In the passage on school budget votes, copy the portion between "Under the new" and "will go up.", inclusive, and change "contingency budget" to "emergency budget".
-- TEXT EXTRACT start --
It’s not easy having your budget defeated by the voters this year if you’re a school administration. In the first place, if you were trying to raise taxes beyond what a new state formula permitted, you needed 60 percent approval, and then, if you lost, you no longer had a so-called contingency budget to fall back on that is almost the same as the rejected budget and maybe even bigger.
Under the new tax-cap regime, the fall-back contingency budget cannot raise any more in taxes than was raised in the preceding year. You will have to make do with the same number of dollars as before, even though inevitably many of your expenses will go up.
Take the little district of Oppenheim-Ephratah in Fulton County, with just 357 students and a proposed budget of $8.5 million. The state formula generated a tax cap of 2.8 percent on Oppenheim-Ephratah, but the administration and the school board figured they needed more. They needed an increase of 4.5 percent, which would of course require the approval of 60 percent of the voters.
-- TEXT EXTRACT end --
-- ENTRIES SUPPLIED start --
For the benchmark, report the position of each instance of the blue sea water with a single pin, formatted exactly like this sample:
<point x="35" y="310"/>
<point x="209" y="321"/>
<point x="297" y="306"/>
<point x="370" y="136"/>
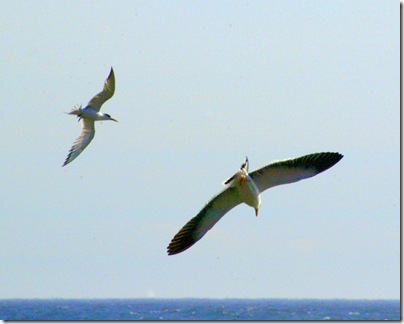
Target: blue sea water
<point x="198" y="309"/>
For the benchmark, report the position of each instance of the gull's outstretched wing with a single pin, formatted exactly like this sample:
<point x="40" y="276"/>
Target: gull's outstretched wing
<point x="197" y="227"/>
<point x="292" y="170"/>
<point x="105" y="94"/>
<point x="86" y="136"/>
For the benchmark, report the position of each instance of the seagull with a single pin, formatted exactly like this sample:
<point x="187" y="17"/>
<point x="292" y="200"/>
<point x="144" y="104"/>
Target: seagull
<point x="245" y="187"/>
<point x="89" y="115"/>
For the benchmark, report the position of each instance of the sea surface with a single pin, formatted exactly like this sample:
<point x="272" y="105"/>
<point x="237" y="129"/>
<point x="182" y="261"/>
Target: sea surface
<point x="199" y="309"/>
-- ENTRIES SUPPLIED end --
RIGHT ANSWER =>
Under the new tax-cap regime, the fall-back emergency budget cannot raise any more in taxes than was raised in the preceding year. You will have to make do with the same number of dollars as before, even though inevitably many of your expenses will go up.